### WHAT YOU WILL DO
Rewrite the text of every item with "aviator sunglasses" replaced by "pilot sunglasses", leaving everything else unchanged and omitting the pictures.

[Image point annotation entries]
╔══

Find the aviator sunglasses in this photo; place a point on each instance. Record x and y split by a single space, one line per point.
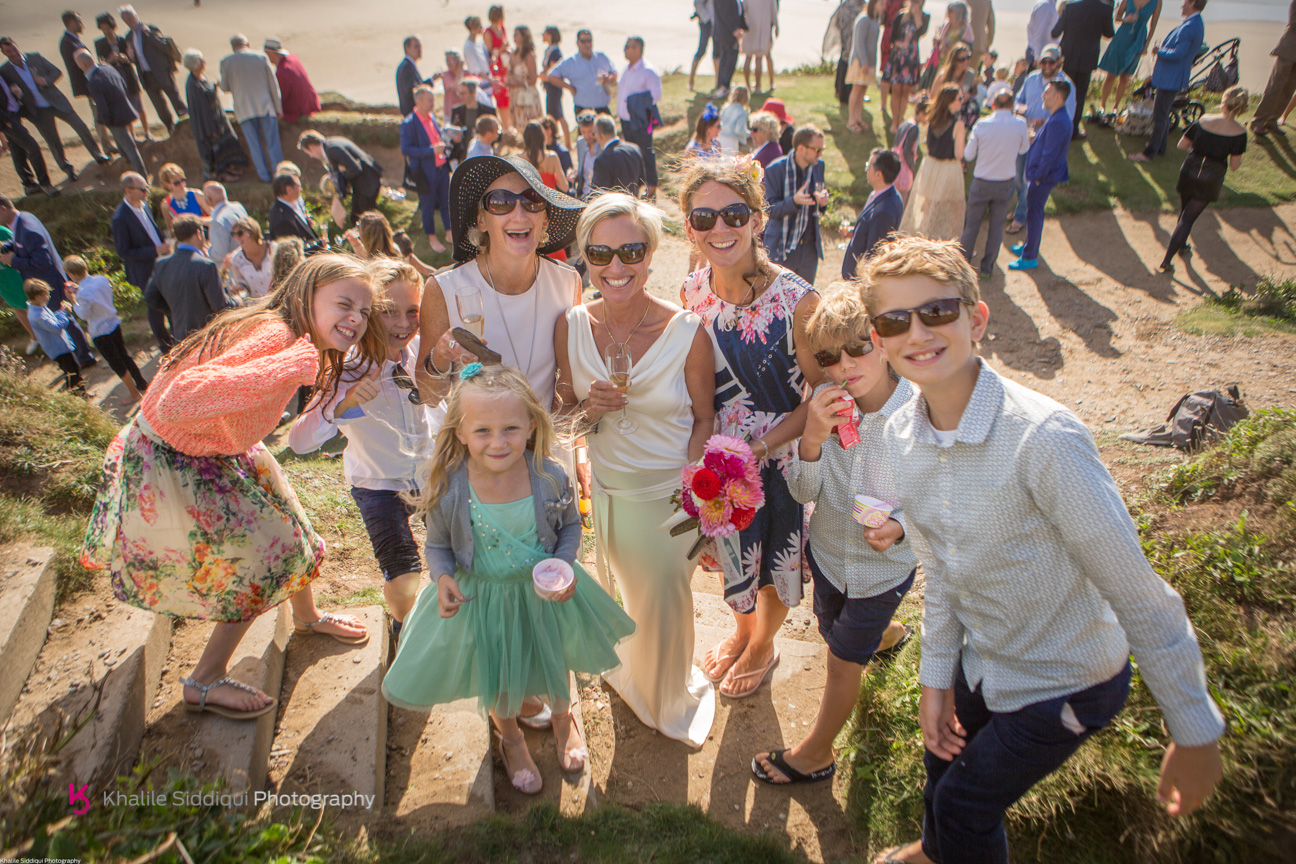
627 253
500 202
933 314
734 215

╚══

### COMPLETED EXERCISE
Find the pilot sunglasses in this photo; place a point on each instance. Record x and y split by a single space, one line per point.
627 253
500 202
933 314
734 215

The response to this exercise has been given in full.